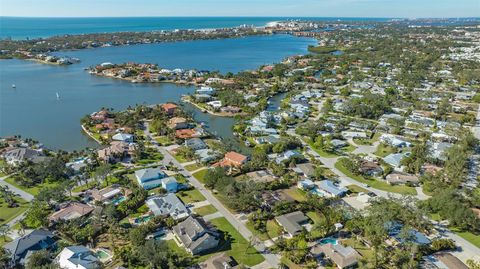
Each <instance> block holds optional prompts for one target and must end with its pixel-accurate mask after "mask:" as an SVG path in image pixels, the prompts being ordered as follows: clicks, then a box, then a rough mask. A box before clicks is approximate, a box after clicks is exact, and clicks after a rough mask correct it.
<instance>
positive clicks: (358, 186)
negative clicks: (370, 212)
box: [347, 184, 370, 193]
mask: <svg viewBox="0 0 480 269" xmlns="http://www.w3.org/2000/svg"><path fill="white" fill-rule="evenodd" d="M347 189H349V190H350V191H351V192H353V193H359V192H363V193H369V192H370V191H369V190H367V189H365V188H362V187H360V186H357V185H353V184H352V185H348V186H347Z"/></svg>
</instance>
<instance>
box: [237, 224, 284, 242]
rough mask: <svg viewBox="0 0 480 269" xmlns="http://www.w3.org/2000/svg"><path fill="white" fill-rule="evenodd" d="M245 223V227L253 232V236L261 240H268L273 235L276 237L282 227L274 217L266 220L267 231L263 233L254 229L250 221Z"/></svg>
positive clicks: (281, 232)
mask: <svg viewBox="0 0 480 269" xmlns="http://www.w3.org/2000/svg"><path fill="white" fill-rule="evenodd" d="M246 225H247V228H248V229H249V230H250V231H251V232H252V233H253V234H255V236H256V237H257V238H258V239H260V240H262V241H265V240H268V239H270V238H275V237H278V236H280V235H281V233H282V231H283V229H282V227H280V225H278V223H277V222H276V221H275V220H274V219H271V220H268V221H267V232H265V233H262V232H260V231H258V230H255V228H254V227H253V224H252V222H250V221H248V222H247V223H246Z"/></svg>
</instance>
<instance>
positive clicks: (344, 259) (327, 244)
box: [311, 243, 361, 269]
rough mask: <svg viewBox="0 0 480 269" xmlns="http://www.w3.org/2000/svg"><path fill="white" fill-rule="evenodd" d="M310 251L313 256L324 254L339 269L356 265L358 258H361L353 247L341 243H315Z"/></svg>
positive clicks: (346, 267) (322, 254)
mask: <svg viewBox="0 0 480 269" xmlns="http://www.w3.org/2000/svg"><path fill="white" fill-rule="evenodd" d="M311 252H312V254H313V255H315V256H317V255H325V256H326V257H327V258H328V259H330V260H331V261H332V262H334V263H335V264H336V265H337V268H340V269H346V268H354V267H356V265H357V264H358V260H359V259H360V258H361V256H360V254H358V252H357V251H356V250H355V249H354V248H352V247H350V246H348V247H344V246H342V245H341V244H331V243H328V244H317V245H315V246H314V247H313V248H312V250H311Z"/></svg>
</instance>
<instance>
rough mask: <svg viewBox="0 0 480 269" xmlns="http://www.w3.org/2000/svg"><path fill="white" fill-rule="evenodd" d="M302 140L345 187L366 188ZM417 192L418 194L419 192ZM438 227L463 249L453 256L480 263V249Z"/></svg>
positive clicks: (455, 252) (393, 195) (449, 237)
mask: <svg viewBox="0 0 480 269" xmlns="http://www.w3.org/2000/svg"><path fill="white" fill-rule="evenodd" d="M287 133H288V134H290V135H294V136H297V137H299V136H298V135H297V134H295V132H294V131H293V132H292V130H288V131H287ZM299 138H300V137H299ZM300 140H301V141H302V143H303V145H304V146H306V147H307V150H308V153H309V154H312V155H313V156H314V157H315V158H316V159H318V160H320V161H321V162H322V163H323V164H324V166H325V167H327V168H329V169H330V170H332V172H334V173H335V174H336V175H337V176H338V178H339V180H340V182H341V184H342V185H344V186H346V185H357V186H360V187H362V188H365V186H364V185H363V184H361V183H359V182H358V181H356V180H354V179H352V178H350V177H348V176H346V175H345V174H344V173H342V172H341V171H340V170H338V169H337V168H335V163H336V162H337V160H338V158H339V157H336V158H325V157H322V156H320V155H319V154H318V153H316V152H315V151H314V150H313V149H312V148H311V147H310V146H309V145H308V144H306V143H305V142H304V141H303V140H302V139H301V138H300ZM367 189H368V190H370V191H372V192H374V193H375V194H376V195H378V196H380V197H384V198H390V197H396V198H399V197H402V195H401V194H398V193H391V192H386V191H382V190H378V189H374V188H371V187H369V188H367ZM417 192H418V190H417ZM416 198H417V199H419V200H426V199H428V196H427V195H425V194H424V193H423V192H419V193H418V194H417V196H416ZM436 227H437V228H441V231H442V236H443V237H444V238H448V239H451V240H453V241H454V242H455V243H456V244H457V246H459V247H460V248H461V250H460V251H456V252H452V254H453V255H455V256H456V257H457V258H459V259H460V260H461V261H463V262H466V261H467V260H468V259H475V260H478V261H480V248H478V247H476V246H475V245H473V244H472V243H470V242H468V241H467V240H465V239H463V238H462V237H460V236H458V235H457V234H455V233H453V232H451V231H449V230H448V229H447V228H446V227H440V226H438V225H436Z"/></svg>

_What the task requires_
Could you give the lines of the records above, from the line with "251L313 256L324 254L339" up to and including the line with "positive clicks: (346, 267) (322, 254)", as a JSON list of strings, one string per line, with blank lines left out?

_Your response_
[
  "rough mask: <svg viewBox=\"0 0 480 269\" xmlns=\"http://www.w3.org/2000/svg\"><path fill=\"white\" fill-rule=\"evenodd\" d=\"M310 251L313 256L324 254L339 269L356 265L358 258H361L353 247L341 243H315Z\"/></svg>",
  "positive clicks: (346, 267) (322, 254)"
]